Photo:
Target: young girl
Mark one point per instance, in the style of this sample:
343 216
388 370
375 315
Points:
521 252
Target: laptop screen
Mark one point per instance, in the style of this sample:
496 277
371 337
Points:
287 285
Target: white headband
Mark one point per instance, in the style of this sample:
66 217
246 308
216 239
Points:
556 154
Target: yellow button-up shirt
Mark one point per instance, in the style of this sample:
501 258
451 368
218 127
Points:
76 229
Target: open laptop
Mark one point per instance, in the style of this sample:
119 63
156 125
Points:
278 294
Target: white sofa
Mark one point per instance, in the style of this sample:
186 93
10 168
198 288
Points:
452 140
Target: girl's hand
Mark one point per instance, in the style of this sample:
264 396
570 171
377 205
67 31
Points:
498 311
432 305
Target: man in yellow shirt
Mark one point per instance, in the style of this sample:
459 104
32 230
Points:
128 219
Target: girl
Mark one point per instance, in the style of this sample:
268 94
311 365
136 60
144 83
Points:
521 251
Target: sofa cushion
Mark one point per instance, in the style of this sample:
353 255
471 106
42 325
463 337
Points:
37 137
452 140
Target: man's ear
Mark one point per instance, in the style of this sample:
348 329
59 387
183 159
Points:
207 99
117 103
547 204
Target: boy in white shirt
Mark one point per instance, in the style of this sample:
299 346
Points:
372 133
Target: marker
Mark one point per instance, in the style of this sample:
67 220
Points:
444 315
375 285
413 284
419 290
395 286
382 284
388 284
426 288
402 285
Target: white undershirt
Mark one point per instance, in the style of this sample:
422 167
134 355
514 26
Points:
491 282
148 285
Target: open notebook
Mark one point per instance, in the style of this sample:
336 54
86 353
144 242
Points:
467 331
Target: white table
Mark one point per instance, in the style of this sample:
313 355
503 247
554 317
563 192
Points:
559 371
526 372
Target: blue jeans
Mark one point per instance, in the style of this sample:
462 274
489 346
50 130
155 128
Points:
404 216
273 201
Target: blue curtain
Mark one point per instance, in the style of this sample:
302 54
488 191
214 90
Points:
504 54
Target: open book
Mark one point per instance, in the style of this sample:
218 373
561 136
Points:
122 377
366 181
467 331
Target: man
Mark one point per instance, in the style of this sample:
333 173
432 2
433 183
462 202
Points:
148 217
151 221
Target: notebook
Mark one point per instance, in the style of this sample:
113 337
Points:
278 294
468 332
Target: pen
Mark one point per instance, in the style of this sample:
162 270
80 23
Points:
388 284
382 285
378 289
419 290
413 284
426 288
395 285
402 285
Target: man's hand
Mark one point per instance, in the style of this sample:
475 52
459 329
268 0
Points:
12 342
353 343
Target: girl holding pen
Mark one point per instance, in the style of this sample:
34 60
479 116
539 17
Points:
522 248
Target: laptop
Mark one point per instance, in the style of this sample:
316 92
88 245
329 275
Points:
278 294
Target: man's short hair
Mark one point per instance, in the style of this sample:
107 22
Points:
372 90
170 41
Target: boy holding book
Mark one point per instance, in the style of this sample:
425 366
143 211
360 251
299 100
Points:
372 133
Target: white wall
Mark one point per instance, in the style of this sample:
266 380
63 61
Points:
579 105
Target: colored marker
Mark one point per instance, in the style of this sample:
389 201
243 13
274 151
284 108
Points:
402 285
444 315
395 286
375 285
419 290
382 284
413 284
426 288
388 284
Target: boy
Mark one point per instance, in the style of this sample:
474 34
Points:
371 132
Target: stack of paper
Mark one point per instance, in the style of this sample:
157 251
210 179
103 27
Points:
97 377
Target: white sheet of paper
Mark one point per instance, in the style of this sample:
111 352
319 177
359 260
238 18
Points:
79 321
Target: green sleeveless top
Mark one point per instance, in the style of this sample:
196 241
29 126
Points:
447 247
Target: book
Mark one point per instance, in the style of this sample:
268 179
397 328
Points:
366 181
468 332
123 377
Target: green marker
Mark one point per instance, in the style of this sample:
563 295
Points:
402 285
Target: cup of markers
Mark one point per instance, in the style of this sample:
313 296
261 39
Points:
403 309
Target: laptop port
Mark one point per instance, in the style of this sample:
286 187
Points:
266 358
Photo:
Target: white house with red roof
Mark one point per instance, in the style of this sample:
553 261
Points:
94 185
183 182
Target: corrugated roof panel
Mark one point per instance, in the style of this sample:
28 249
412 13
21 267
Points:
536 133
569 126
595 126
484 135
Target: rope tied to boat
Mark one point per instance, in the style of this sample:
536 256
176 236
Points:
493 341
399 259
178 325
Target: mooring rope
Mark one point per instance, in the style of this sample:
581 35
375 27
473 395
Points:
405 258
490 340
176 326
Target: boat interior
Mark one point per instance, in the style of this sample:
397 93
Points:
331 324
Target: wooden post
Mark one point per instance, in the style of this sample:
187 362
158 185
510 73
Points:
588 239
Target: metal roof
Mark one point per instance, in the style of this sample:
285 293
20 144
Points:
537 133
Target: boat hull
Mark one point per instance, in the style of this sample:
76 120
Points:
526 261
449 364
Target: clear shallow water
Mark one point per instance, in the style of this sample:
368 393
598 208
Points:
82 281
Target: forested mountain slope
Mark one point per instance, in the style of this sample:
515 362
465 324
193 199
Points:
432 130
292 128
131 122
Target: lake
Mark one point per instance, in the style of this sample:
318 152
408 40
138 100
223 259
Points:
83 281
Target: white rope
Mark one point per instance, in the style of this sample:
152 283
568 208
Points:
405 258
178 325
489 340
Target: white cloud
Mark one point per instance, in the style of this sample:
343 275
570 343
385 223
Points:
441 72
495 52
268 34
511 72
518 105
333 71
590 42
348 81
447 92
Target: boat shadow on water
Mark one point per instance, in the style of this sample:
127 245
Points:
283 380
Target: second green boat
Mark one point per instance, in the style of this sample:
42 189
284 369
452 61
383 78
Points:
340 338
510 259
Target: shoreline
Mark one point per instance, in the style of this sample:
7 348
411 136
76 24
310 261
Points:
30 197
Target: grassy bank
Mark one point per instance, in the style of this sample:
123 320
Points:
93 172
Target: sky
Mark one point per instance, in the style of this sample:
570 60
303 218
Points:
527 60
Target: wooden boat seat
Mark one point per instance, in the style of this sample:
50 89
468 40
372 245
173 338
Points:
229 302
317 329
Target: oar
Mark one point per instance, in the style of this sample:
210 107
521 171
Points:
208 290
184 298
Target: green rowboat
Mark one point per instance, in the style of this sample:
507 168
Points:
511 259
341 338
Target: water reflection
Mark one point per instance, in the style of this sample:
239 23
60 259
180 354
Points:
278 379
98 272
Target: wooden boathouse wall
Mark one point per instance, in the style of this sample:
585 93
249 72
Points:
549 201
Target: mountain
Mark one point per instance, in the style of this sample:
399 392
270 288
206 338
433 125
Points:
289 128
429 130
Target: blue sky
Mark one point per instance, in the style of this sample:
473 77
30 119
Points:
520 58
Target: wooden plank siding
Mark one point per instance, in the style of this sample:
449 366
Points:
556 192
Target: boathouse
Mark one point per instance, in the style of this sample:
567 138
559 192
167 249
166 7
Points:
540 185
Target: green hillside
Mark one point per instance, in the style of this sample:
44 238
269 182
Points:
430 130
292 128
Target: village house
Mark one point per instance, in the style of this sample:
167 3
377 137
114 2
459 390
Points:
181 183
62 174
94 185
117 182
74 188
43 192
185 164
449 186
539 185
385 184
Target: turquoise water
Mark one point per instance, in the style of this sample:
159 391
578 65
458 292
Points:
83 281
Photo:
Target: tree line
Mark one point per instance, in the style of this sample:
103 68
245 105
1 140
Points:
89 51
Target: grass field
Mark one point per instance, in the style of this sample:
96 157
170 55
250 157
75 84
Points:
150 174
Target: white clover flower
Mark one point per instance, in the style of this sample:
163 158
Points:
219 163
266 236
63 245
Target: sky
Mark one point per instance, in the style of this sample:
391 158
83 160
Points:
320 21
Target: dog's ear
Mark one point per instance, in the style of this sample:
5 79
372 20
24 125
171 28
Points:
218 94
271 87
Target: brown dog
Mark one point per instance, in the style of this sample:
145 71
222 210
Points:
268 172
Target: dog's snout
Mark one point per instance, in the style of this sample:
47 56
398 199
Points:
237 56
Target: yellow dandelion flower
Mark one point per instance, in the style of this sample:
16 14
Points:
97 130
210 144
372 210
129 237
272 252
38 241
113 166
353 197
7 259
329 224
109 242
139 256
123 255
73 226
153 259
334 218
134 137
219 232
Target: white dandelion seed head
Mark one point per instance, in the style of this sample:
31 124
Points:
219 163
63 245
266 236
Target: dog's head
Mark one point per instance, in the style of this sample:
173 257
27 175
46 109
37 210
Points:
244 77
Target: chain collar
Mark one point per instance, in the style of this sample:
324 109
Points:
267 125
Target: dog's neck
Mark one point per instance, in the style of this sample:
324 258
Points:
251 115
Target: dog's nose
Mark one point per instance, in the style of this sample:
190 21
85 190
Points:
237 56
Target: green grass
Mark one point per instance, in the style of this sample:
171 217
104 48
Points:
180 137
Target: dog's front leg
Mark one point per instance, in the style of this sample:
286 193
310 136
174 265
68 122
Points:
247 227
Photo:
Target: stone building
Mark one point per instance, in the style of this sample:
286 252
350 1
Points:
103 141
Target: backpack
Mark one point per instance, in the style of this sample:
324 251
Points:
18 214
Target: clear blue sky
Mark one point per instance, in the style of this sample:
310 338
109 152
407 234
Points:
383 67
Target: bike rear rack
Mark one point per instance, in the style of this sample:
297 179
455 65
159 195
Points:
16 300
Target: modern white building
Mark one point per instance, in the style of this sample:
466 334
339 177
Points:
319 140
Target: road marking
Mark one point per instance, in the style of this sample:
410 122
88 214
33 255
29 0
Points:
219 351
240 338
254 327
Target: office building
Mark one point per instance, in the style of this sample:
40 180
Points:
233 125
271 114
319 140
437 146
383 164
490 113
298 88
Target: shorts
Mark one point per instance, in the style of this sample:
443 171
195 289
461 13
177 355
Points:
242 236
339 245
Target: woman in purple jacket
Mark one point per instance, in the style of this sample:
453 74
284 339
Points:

________________________________________

▸ What is expected
Arrange the data above, from the line containing "Target: road marking" through the end of the data, as a numbered list, omitting any blank lines.

▸ Full output
1. Target: road marking
2. Mark one point per instance, in the style of this sample:
3. 410 122
4. 88 214
5. 33 255
6. 29 0
7. Points:
8. 219 351
9. 240 338
10. 254 327
11. Target: office building
12. Mark one point per instance, in the style of this sample:
13. 40 180
14. Points:
15. 233 125
16. 271 114
17. 319 140
18. 437 146
19. 383 164
20. 490 113
21. 298 88
22. Target: shorts
23. Mark one point per instance, in the style of this sample:
24. 443 171
25. 195 289
26. 461 13
27. 177 355
28. Points:
29. 242 236
30. 339 245
31. Target: woman in purple jacket
32. Mark one point per instance, in the style of this sample:
33. 453 74
34. 284 339
35. Points:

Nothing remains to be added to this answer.